▸ **CONSIGNE ÉCRITE 1**:
Répondez aux questions suivantes à partir de l'extrait du document ci-dessous :
(a) En quelles classes les cours sont-ils donnés aux enfants cette année ?
(b) À quelle fréquence les devoirs écrits étaient-ils envoyés à la correction en France ?
(c) Dans quels deux pays la compétition pour l'excellence passe-t-elle par l'apprentissage d'un maximum de connaissances dès la petite enfance ?
▸ **CONSIGNE ÉCRITE 2**: Indiquez combien de lignes des enregistrements ci-dessous contiennent le mot "window". Donnez uniquement le nombre.

▸ **EXTRAIT DU DOCUMENT**:
——————————
Donner les cours aux enfants cette année, en CP et CE2, tout en découvrant des pays aux modèles éducatifs très différents, m’amène à prendre du recul sur le système scolaire français. Et à y voir des opportunités d’offres complémentaires.
Au début du voyage, très fier de mon propre cursus scolaire en France, je n’avais rien à reprocher aux méthodes d’enseignement classiques. Je voulais aider mes enfants à développer un esprit critique, mais uniquement en complément de l’acquisition de connaissances de base indispensables. J’étais donc ravi de les entraîner sur les routes des temps composés de la conjugaison ou dans les méandres des raisonnements mathématiques. Et j’ai appliqué à la lettre le programme des cours d’enseignement à distance, envoyant chaque semaine à la correction en France les devoirs écrits, et espérant recevoir en retour les meilleures notes possibles (je confesse un léger goût pour la compétition…).
L’enthousiasme des enfants était beaucoup plus mesuré devant les efforts demandés, les disciplines cloisonnées, la sanction des notes, le manque de fun. Je n’ai peut-être pas réussi à les intéresser suffisamment… En parallèle, nous avons découvert un système américain qui met l’accent dès le plus jeune âge sur le bien-être des enfants, la confiance en soi, le travail en groupe, la prise de parole en publique : le développement personnel plutôt que l’acquisition de connaissances. Tandis qu’au Japon ou à Singapour, c’est l’inverse, et la compétition effrénée pour l’excellence passe par l’apprentissage d’un maximum de connaissances dès la petite enfance. Et bien entendu nous constatons partout l’énorme avantage que procure la maîtrise de l’anglais, et je frémis en songeant que dans le primaire en France, l’unique professeur de la classe, qui fait donc office de professeur d’anglais, ne sait souvent pas parler anglais lui-même.
——————————
▸ **Extraits d'un jeu de données de pointage**:
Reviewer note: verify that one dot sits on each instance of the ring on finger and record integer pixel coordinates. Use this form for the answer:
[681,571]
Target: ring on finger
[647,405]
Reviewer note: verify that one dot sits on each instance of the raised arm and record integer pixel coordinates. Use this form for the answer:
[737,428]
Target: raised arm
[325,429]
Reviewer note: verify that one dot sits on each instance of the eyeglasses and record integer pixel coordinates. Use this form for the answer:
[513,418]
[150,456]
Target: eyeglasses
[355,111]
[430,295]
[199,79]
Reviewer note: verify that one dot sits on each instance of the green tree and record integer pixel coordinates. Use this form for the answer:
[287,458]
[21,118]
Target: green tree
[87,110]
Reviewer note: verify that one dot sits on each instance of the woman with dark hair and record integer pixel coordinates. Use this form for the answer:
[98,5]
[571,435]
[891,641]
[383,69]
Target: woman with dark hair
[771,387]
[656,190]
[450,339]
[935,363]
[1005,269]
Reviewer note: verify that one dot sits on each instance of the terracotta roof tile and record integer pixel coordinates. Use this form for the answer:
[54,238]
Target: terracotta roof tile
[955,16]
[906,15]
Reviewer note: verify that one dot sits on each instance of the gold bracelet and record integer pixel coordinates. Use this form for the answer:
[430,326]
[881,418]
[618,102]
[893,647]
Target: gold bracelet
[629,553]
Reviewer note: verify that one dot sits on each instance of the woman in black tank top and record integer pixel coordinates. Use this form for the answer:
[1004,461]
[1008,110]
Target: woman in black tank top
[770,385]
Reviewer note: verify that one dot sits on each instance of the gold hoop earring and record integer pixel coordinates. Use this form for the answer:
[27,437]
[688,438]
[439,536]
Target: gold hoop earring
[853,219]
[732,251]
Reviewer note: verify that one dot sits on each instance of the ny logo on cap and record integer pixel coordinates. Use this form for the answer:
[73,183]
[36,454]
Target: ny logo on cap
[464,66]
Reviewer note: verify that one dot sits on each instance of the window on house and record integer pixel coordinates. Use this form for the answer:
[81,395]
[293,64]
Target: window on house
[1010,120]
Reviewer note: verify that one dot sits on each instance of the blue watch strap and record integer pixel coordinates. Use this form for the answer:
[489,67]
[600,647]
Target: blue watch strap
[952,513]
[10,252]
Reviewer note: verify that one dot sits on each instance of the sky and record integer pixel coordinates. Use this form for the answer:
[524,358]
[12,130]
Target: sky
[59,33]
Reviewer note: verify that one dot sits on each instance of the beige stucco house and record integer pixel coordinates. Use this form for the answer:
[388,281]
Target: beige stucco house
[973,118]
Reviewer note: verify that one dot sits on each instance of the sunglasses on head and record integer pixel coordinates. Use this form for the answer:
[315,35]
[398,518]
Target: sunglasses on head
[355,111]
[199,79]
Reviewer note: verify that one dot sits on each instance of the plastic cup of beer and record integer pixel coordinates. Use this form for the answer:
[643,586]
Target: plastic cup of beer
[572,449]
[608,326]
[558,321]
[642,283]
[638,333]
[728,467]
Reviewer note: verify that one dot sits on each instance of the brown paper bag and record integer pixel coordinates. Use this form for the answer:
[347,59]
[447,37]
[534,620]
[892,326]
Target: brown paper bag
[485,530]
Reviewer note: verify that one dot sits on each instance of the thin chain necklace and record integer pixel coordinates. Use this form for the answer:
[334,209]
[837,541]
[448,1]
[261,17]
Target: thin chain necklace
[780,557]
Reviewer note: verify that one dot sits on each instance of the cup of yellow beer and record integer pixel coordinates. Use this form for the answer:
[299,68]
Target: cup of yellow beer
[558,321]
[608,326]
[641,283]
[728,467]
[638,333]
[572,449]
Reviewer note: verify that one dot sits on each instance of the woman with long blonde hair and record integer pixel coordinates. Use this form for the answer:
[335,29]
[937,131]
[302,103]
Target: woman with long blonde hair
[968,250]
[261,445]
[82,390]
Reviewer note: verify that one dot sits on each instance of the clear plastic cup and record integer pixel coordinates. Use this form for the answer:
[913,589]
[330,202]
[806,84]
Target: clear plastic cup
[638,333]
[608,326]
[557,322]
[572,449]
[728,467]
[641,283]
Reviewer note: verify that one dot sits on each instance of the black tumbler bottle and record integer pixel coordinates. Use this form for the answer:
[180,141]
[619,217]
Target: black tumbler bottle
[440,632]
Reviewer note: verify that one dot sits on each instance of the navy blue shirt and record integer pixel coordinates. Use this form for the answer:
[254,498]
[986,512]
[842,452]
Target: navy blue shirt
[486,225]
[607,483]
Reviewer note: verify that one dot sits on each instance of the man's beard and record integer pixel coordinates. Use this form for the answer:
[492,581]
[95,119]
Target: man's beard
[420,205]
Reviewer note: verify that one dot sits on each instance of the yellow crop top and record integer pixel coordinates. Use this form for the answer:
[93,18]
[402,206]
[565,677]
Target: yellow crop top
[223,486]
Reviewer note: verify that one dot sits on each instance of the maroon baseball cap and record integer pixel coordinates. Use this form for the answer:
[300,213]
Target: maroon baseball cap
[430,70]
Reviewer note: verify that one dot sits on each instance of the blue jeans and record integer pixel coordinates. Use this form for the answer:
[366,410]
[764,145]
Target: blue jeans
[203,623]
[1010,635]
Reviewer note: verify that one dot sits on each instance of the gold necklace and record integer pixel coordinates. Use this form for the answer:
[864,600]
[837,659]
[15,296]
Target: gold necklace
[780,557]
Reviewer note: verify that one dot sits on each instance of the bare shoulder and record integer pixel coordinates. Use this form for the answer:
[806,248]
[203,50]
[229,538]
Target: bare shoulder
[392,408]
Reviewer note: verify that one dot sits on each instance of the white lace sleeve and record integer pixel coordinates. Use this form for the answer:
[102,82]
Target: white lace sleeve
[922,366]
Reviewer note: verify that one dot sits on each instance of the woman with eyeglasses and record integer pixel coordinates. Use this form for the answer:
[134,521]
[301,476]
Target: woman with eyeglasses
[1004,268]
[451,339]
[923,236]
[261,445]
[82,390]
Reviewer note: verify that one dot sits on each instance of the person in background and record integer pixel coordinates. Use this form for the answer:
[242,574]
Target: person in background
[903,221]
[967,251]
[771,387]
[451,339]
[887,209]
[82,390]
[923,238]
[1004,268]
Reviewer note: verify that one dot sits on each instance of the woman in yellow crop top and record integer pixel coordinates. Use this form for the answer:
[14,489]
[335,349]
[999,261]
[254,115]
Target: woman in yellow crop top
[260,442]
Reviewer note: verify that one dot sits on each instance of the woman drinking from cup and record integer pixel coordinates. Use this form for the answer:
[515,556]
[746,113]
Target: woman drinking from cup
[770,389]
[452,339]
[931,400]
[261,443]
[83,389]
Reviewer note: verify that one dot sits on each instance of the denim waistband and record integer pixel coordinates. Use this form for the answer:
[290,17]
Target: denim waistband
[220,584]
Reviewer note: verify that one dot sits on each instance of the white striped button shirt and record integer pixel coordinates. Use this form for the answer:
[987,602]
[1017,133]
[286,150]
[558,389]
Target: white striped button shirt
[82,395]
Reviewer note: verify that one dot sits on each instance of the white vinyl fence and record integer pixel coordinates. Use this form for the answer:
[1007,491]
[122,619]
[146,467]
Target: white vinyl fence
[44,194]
——————————
▸ **RÉPONSE CORRECTE 1**:
(a) En CP et CE2.
(b) Chaque semaine.
(c) Au Japon et à Singapour.

▸ **RÉPONSE CORRECTE 2**: 2